**Information**
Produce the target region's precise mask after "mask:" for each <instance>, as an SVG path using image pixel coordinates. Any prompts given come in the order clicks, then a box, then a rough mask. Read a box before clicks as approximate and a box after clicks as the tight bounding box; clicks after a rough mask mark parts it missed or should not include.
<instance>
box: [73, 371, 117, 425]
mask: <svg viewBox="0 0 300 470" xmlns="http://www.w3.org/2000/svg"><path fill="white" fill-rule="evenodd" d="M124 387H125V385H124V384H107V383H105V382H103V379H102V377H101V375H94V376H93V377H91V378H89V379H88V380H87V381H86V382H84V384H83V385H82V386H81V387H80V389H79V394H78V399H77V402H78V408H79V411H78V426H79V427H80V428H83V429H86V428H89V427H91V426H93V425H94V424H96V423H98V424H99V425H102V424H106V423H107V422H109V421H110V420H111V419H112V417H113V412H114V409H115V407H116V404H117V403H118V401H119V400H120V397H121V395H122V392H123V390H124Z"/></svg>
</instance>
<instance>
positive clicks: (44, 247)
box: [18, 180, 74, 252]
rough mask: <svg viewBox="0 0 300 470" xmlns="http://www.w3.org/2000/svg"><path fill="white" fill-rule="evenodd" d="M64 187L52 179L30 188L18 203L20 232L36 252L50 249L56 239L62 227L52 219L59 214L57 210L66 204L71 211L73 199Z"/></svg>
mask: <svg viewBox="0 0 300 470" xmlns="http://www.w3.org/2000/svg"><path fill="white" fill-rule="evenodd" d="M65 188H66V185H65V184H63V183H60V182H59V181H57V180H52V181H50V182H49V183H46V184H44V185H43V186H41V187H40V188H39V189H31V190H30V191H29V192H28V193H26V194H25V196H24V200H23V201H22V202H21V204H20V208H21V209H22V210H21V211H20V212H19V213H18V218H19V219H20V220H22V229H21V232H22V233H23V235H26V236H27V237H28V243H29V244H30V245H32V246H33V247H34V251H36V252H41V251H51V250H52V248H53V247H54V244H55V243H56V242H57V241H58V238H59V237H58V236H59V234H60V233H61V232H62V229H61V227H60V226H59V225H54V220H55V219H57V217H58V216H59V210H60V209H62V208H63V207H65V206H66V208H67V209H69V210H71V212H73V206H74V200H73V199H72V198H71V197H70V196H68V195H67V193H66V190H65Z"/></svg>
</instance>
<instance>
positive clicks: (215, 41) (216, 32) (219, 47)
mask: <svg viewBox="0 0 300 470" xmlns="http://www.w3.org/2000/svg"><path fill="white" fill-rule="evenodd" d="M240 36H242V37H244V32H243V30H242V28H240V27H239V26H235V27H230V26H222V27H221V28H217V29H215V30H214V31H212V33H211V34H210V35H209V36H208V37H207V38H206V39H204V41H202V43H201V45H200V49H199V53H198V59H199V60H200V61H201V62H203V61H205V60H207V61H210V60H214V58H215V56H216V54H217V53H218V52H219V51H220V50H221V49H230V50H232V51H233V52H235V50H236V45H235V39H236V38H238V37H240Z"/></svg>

**Task statement**
Line by line, set down the material exactly as given.

**Exercise output**
Produce the target region's precise mask after "mask:" for each <instance>, as an SVG path using image pixel coordinates. Any prompts given come in the order clicks, then a box, then a rough mask. Read a box before clicks as approximate and a box after clicks as the tight bounding box; clicks after a rough mask mark parts it missed or should not include.
<instance>
box: [73, 371, 117, 425]
mask: <svg viewBox="0 0 300 470" xmlns="http://www.w3.org/2000/svg"><path fill="white" fill-rule="evenodd" d="M124 387H125V385H124V384H107V383H105V382H103V379H102V377H101V375H94V376H93V377H91V378H89V379H88V380H87V381H86V382H84V384H83V385H82V386H81V387H80V389H79V394H78V399H77V402H78V408H79V411H78V426H79V427H80V428H83V429H86V428H89V427H91V426H93V425H94V424H96V423H98V424H99V425H102V424H106V423H107V422H109V421H110V420H111V419H112V417H113V412H114V409H115V407H116V404H117V403H118V401H119V400H120V397H121V395H122V392H123V390H124Z"/></svg>
</instance>
<instance>
positive clicks: (44, 247)
box: [18, 180, 74, 252]
rough mask: <svg viewBox="0 0 300 470" xmlns="http://www.w3.org/2000/svg"><path fill="white" fill-rule="evenodd" d="M64 187L52 179L30 188L18 203L20 232L36 252L50 249L56 239L62 227L52 219L59 214L57 210L66 204L71 211L73 199Z"/></svg>
mask: <svg viewBox="0 0 300 470" xmlns="http://www.w3.org/2000/svg"><path fill="white" fill-rule="evenodd" d="M65 188H66V185H65V184H63V183H60V182H59V181H57V180H52V181H50V182H49V183H46V184H44V185H43V186H41V187H40V188H39V189H31V190H30V191H29V192H28V193H26V194H25V196H24V200H23V201H22V202H21V204H20V208H21V209H22V210H21V211H20V212H19V213H18V218H19V219H20V220H22V229H21V232H22V233H23V235H26V236H27V237H28V243H29V244H30V245H32V246H33V247H34V251H36V252H41V251H51V250H52V248H53V247H54V244H55V243H56V242H57V241H58V238H59V237H58V236H59V234H60V233H61V232H62V229H61V227H60V226H59V225H54V220H55V219H57V217H58V216H59V210H60V209H62V208H63V207H65V206H66V208H67V209H69V210H71V212H73V206H74V200H73V199H72V198H71V197H70V196H68V195H67V193H66V190H65Z"/></svg>
</instance>
<instance>
positive clicks: (215, 41) (216, 32) (219, 47)
mask: <svg viewBox="0 0 300 470" xmlns="http://www.w3.org/2000/svg"><path fill="white" fill-rule="evenodd" d="M240 36H242V37H244V32H243V30H242V28H240V27H239V26H235V27H230V26H222V27H221V28H217V29H215V30H214V31H212V33H211V34H210V35H209V36H208V37H207V38H206V39H204V41H202V43H201V45H200V49H199V53H198V59H199V60H200V61H201V62H203V61H205V60H207V61H210V60H214V58H215V56H216V54H217V53H218V52H219V51H220V50H221V49H230V50H232V51H233V52H235V50H236V45H235V39H236V38H238V37H240Z"/></svg>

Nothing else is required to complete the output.